**Records for this task**
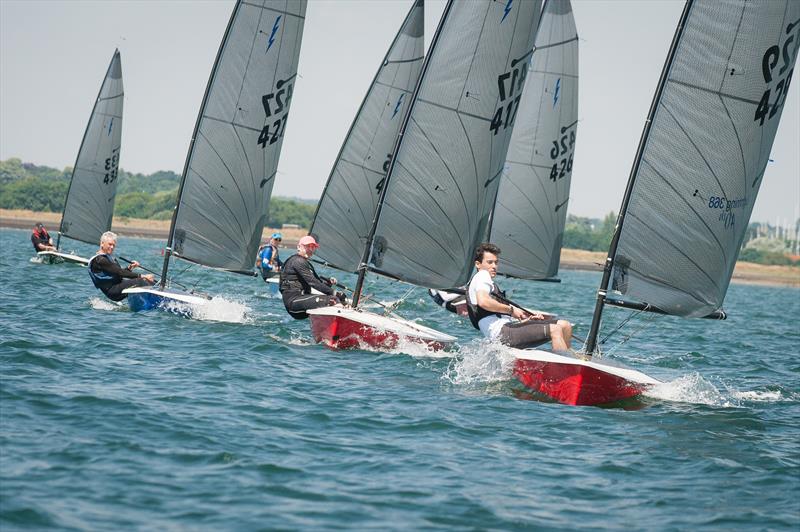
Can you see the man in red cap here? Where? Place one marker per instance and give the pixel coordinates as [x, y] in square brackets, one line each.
[41, 240]
[302, 289]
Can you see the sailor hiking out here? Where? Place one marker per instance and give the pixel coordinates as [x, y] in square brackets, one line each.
[505, 322]
[111, 278]
[269, 261]
[302, 289]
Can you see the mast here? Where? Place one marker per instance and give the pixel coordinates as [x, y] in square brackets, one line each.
[168, 249]
[83, 140]
[362, 268]
[591, 339]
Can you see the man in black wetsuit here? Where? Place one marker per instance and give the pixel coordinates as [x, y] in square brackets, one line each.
[298, 278]
[41, 240]
[111, 278]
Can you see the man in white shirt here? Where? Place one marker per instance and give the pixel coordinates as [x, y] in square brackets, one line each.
[504, 322]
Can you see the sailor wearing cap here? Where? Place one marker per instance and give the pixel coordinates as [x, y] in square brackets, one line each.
[40, 239]
[299, 282]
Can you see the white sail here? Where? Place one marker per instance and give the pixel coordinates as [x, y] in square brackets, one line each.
[531, 209]
[695, 182]
[347, 207]
[443, 180]
[231, 165]
[89, 205]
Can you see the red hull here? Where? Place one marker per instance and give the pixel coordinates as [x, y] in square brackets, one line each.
[575, 384]
[337, 332]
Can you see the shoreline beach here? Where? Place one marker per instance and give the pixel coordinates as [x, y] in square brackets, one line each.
[571, 259]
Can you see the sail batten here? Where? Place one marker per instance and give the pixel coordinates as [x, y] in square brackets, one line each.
[89, 204]
[530, 213]
[232, 161]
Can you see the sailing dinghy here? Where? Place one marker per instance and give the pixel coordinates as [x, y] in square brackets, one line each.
[701, 159]
[530, 211]
[89, 205]
[233, 156]
[436, 186]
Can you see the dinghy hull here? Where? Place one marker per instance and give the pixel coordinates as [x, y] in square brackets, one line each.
[574, 381]
[57, 257]
[346, 328]
[180, 303]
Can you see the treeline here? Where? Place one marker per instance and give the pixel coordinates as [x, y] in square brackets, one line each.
[152, 197]
[588, 233]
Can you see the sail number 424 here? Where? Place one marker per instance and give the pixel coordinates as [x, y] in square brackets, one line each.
[275, 103]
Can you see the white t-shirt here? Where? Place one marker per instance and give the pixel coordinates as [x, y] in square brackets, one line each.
[490, 325]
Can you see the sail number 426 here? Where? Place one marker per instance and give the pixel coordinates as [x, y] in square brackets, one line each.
[562, 148]
[785, 56]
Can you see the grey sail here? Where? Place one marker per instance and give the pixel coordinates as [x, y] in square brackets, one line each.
[232, 161]
[531, 208]
[89, 206]
[345, 212]
[443, 180]
[694, 185]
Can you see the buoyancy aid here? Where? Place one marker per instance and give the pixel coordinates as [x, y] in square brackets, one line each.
[102, 280]
[476, 313]
[290, 279]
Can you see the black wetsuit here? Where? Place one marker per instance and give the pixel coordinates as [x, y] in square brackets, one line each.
[298, 277]
[40, 238]
[111, 278]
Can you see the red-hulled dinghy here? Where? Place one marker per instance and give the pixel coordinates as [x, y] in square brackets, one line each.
[573, 380]
[426, 205]
[347, 328]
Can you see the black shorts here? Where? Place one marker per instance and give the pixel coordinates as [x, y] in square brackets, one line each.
[114, 292]
[297, 303]
[525, 334]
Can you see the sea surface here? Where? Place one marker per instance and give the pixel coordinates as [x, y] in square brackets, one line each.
[112, 420]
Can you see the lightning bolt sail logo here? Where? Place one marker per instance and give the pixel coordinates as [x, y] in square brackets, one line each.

**What you should do**
Repeat the preceding records precisely, and leave every picture out of the copy.

**Finished answer**
Can you see the man in red cap here? Where? Place one marker per instance and give the pixel coordinates as [x, y] in square brackets, one line each.
[41, 240]
[302, 289]
Can you see the sailor hiking out here? Where? Place one marker per instance and give the pixel coordinates as [x, y] in square brackets, one line each.
[505, 322]
[111, 278]
[269, 261]
[302, 289]
Can you see the mast here? Where? Place one marker per instance and give the pixel coordinates as [x, y] in square brackets, one line each.
[168, 249]
[83, 140]
[362, 268]
[591, 339]
Can you see the man in black wetsuit here? Where? Place one marker per instance and give the pixel coordinates as [x, y] in square brackets, one line each.
[298, 278]
[41, 240]
[111, 278]
Can you see the man in white shirt here? Where? Place one marker per instance and give the pixel coordinates as [x, y] in square brackets, one line each.
[504, 322]
Can you see the sailor wearing cap here? Where? Place one marker per instance and give the pixel coordinates as [x, y] in square brackets, one line each.
[40, 239]
[299, 282]
Can you see the white sail here? Where? Place one marker per instance and give the pixel coordinates as [x, y] in square brackets, one line each.
[531, 209]
[695, 182]
[347, 207]
[443, 180]
[231, 165]
[89, 205]
Can you see the red hull here? Where? Place one marker per instance and give the pixel coordinates as [x, y] in square brackets, one line each.
[575, 384]
[337, 332]
Can you see the shoreline beach here? Where? Place one marker per instance and give the pixel coordinates as [x, y] in square brackets, one line each.
[571, 259]
Can you see the sail batten here? Where? Place one marker per instance and give the pixel coordinates as [x, y] in square brackets, one line each.
[89, 204]
[530, 213]
[232, 161]
Can you see the sailing dinghy here? Where? Place one marker per instance and give the pixel coordinates as [x, y] in square brackets, one line each.
[701, 159]
[530, 211]
[89, 205]
[233, 156]
[436, 186]
Can you see the dinghy hull here? Where? Place one marker per instance and give the pixel coordinates as [x, y] in square brackets, one line each.
[574, 381]
[57, 257]
[346, 328]
[180, 303]
Can you see the treeline here? Where? Place one marker per instance and give the pixel coordinates as [x, y] in square brackets, one line each.
[152, 197]
[588, 233]
Can you see the sail number 424 here? Where? Place one marker per instance and give the pixel coordinates as [x, y] in square brackets, one line each.
[275, 103]
Can you see the white t-shirt here? Where? Place one marker per instance and give the pixel coordinates as [x, y] in square brackets, one line each.
[490, 325]
Can you see the sail number 426 here? Where? Place one marker per instance and give the pixel coordinates as [x, y] in square brackets, one line each.
[562, 148]
[785, 56]
Can you see the grey sail here? Where? Place one marker per instance and give the pixel coordinates as [x, y] in square brackets, one line each.
[232, 161]
[531, 208]
[89, 206]
[345, 212]
[443, 180]
[694, 185]
Can you see the buoyancy aid here? Where? Place one marker per instance and give the pixel coordinates as [x, y] in square brackets, one line each.
[102, 280]
[476, 313]
[290, 279]
Can you see the black wetsuit here? Where? Place one marker per instance and give the pixel coordinates as [x, y] in square brackets, one line each.
[298, 277]
[40, 238]
[111, 278]
Can you see the red-hulled dinghy here? Where? Place one marker per instance and give the pixel coordinates as [x, y] in square brackets, one line each.
[573, 380]
[426, 205]
[347, 328]
Can you see the black shorts here? Where? Place one marker per instance and give the pixel coordinates as [x, y] in square brackets, one line each.
[114, 292]
[297, 303]
[525, 334]
Can you see the sea surface here? Where? Place one marker per instance and give the pixel coordinates as [x, y] in square brackets, one line each.
[112, 420]
Can you see the lightning bolt sail logo here? Where? Place one marker per instance and give the pixel coordinates as [x, y] in square brackets, one line each.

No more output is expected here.